DIRECTIVE A
Pull out each line of the rows below that contains the word "handle", matching its upper and lower case exactly.

━━ GIVEN TEXT

Jesse Eisenberg: Speaking of my movie, where is the nomination, or possibly win, for the big cameo in Zombieland?
Michael Cera: I don’t see it here!
Jesse Eisenberg: This is all very disagreeable to me. I feel ill.
Michael Cera: I have a new rule for when, when something is upsetting. You should cuddle me, I think.
Jesse Eisenberg: I’ve always wanted to do that.


Jesse Eisenberg: And the Nomi for Best Cameo goes to…


1. Milo Ventimiglia as Rick Rape in Gamer!


It’s me. The cameo in Zombieland went on for too long to be considered a cameo, and instead was more like a surprise supporting role. The next category is my favorite. It’s Jean Smart and Kim Cattrall, everybuddy.


Kim Cattrall: I learned a lot about Action and Adventure on the set of Big Trouble in Little China starring Kurt Russell and Star Trek VI: The Undiscovered Country’s Kim Cattrall.
Jean Smart: I learned even more about Action, Adventure, and Thrillers from Designing Women. And also 24. The nominees for those things, from this year, are…


5. The Taking of Pelham 1 2 3 by Tony Scott.


4. Avatar by James Cameron.


3. Watchmen by Zack Snyder.


2. Star Trek by J.J. Abrams.



Kim Cattrall: Ok, stop yelling at me.
Jean Smart: What?
Kim Cattrall: Roman wants me to plug my new movie, The Ghost Writer. It’s supposed to be good.
Jean Smart: I don’t like period pieces.
Kim Cattrall: Ok, well, the Nomi for Action/Adventure/or Thriller goes to…


1. Crank: High Voltage by Mark Neveldine & Brian Taylor!


Thanks for plugging your new movie, Kim. It is a taut suspenseful thriller, full of mystery and intrigue. Allow me to pose a hypothetical question. I have never worked with our next presenters, but I have also never seen any of their movies. How about it?


Tim Thomerson: Thanks for the fucked intro, Pig.
Tom Atkins: I was not even remotely thrilled.
Tim Thomerson: Our next few nominees took the droll and cliché genre of “drama” and pumped it full of grace and splendor.
Tom Atkins: Dramatic films were choking to death. And these five films didn’t just give it the Heimlich Manuever, but they then picked up the morsel of troublesome food, put it in their mouth, finished chewing it, then spit it out into the toilet and flushed it away forever.
Tim Thomerson: The nominees for Best Drama are…


5. The Twilight Saga: New Moon by Chris Weitz.


4. The Road by John Hillcoat.


3. Precious: Based on the Novel 'Push' by Sapphire by Lee Daniels.


2. Whip It by Drew Barrymore.


And the Nomi goes to…


1. Inglourious Basterds by Quentin Tarantino!


I like actresses, and here now to honor some actresses are the stars of the upcoming thriller movie


Gary Busey is ready to talk!


NOT YET, GARY!


I’m very excited to be here.

━━━━
━━ TASK DATA

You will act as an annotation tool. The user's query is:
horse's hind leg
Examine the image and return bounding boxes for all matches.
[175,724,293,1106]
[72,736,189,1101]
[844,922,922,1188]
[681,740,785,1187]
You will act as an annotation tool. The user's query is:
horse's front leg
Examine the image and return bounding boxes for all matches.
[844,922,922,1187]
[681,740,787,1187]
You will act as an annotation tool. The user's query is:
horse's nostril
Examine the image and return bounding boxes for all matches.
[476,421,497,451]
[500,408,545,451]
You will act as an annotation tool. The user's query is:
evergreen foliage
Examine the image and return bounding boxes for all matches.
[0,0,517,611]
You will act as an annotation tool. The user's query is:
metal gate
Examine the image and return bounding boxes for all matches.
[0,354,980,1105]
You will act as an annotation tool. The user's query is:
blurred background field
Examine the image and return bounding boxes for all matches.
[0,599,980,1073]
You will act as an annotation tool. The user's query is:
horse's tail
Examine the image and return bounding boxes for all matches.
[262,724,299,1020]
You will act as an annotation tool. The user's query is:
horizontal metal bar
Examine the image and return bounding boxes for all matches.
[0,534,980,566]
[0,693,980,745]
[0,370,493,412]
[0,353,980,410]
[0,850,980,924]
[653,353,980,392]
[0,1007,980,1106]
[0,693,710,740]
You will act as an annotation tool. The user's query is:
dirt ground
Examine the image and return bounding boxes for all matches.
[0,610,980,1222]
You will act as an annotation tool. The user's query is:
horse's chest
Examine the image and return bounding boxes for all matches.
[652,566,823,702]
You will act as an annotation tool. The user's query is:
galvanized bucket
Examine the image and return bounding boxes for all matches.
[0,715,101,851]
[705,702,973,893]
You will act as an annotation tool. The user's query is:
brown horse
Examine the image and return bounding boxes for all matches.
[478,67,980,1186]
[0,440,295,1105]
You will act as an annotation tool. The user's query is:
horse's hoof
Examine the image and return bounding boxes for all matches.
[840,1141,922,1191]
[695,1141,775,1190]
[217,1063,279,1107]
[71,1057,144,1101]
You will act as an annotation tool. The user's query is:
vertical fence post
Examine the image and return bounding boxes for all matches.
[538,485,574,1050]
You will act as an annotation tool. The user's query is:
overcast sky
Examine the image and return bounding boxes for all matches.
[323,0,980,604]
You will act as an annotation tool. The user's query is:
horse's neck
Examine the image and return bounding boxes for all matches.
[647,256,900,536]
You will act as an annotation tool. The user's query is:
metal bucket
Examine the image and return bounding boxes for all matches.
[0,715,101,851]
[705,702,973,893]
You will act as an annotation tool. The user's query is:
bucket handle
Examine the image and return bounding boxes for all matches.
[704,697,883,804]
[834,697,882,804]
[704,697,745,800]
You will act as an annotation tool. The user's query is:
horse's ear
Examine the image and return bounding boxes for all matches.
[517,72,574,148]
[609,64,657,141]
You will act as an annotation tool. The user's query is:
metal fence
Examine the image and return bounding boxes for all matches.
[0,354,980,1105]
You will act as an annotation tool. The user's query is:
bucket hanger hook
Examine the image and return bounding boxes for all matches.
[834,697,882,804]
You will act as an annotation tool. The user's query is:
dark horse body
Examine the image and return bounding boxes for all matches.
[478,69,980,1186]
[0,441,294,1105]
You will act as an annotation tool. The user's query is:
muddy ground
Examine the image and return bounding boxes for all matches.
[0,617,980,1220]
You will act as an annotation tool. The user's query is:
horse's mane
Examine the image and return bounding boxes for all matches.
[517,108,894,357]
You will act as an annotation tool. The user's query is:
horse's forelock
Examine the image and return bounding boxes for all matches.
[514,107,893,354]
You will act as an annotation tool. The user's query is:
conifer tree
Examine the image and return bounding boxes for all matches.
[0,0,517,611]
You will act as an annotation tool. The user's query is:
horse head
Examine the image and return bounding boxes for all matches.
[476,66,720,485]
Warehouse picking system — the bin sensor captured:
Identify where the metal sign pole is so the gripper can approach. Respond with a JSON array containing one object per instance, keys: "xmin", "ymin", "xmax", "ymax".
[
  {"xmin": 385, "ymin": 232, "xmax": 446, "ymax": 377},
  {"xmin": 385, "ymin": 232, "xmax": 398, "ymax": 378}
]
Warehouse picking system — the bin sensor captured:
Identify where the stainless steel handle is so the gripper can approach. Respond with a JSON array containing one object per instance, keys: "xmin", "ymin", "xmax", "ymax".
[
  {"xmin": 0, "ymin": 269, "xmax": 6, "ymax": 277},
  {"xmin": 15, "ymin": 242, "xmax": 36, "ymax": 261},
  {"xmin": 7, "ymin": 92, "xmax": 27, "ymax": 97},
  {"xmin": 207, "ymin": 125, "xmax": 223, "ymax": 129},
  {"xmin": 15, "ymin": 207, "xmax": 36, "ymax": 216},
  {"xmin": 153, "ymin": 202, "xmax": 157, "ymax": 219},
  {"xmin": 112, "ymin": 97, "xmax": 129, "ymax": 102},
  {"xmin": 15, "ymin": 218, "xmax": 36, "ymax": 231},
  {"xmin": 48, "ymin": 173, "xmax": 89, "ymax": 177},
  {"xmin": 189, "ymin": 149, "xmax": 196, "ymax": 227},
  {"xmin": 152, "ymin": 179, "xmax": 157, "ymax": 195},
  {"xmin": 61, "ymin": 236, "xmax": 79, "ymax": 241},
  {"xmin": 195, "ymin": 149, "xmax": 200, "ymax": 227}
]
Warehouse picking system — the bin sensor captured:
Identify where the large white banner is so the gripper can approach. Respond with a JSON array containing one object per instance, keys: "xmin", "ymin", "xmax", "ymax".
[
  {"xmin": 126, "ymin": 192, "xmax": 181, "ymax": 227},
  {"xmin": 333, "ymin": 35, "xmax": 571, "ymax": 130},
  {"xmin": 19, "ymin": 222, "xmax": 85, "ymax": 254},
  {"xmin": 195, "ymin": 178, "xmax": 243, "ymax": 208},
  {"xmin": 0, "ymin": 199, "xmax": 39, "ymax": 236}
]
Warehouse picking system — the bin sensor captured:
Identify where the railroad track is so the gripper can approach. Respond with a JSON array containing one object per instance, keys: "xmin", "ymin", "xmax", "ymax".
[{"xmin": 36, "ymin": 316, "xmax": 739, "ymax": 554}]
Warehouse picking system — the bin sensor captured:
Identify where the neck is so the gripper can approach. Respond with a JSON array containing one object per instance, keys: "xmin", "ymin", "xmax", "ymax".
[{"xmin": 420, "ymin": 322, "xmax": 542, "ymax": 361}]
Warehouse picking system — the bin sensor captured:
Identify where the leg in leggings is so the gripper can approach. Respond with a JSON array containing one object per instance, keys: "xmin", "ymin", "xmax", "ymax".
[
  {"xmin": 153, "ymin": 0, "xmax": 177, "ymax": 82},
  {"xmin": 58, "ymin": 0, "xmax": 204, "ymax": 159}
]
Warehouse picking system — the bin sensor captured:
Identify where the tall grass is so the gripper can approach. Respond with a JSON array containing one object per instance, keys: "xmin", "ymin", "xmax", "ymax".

━━━━

DIRECTIVE B
Pick up the awards show script after its last line and keep it going.

RIGHT ANSWER A
bucket handle
Identify where the stainless steel handle is so the gripper can approach. Respond with a JSON array containing one object per instance, keys: "xmin", "ymin", "xmax", "ymax".

RIGHT ANSWER B
Ok, so the stars of the upcoming thriller, Nolte vs. Busey, here are Nick Nolte and Gary Busey.


Nick Nolte: Some beautiful ladies in the Best Actress category this year.
Gary Busey: Our dirty host is going to cream his faggot panties over the winner.
Nick Nolte: That’s practically a spoiler.
Gary Busey: Yell at me again, Nolte, and I will crush your entire skeleton without even penetrating the skin.
Nick Nolte: Can we talk about these actresses?
Gary Busey: I’M READY TO ROLL. THE NOMINEES ARE…


10. Sarah Burns in I Love You, Man.


9. Alia Shawkat in Whip It.


8. Ellen Page in Whip It.


7. Amy Adams in Night at the Museum 2: Battle of the Smithsonian.


6. Amy Adams in Julie & Julia.


5. Isla Fisher in Confessions of a Shopaholic.


4. Megan Fox in Jennifer's Body.


3. Melanie Laurent in Inglourious Basterds.


2. Alison Lohman in Drag Me To Hell.


Nick Nolte: Is there anything else you want to say?
Gary Busey: I’m calm.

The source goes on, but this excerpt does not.